WHAT YOU WILL DO: Starting with the first line of the entries and continuing through the line containing "point(387, 114)", both included, write out every line again, adding -51 to each pixel coordinate in the answers. Leave all other text in those lines unchanged.

Entries from a dataset:
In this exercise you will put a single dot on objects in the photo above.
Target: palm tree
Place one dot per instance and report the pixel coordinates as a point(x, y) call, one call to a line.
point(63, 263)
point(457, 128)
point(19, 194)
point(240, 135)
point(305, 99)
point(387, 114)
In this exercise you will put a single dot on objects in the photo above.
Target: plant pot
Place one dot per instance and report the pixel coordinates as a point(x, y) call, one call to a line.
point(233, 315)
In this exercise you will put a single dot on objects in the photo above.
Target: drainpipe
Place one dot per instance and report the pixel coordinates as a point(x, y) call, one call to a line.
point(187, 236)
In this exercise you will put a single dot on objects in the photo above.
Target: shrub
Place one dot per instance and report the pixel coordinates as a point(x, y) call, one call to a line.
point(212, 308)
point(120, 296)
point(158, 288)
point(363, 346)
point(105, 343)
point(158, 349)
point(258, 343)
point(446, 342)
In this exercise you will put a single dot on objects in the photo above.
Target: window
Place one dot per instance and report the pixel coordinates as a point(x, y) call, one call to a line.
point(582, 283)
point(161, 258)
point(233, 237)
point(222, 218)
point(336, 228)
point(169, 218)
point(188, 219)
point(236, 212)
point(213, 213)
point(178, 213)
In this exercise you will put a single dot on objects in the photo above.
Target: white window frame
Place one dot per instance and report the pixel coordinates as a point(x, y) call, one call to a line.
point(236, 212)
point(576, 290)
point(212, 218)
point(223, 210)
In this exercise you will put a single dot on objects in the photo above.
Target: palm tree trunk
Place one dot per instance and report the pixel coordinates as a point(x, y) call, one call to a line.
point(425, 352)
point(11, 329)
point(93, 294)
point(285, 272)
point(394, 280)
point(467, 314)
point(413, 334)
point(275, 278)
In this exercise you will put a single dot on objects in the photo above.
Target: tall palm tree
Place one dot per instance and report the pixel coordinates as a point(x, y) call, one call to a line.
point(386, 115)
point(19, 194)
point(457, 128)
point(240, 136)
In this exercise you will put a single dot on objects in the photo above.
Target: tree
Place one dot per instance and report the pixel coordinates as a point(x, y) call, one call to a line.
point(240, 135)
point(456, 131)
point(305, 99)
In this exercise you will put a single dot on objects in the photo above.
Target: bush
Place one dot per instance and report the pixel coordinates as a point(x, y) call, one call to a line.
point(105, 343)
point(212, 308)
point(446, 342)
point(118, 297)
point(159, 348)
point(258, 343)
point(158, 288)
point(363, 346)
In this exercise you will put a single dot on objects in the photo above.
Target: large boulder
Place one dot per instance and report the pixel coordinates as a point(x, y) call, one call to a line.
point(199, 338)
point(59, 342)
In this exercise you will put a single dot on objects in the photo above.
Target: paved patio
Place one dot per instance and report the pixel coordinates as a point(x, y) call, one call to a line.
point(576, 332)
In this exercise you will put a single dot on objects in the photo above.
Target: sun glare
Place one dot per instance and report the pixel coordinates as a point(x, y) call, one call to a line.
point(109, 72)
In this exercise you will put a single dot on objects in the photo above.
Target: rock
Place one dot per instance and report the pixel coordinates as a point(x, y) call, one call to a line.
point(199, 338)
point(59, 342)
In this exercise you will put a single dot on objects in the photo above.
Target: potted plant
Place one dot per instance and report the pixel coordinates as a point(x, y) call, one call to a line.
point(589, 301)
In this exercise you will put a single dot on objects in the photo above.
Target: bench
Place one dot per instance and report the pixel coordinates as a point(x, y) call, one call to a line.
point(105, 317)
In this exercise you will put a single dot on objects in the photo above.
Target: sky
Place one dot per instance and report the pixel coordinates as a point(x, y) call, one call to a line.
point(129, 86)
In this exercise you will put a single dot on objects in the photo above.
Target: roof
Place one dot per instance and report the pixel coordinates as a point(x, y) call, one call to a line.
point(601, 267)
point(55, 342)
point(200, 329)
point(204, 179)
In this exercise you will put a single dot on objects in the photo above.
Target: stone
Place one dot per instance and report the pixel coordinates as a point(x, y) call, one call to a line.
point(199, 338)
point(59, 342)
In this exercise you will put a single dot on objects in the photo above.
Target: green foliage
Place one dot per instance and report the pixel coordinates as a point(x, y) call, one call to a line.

RESULT:
In this exercise you will put a single dot on objects in the photo above.
Target: palm tree
Place one dot per instance and report the pixel coordinates as a point(x, y) call, one call to a line.
point(12, 212)
point(406, 77)
point(-32, 143)
point(189, 84)
point(254, 48)
point(336, 63)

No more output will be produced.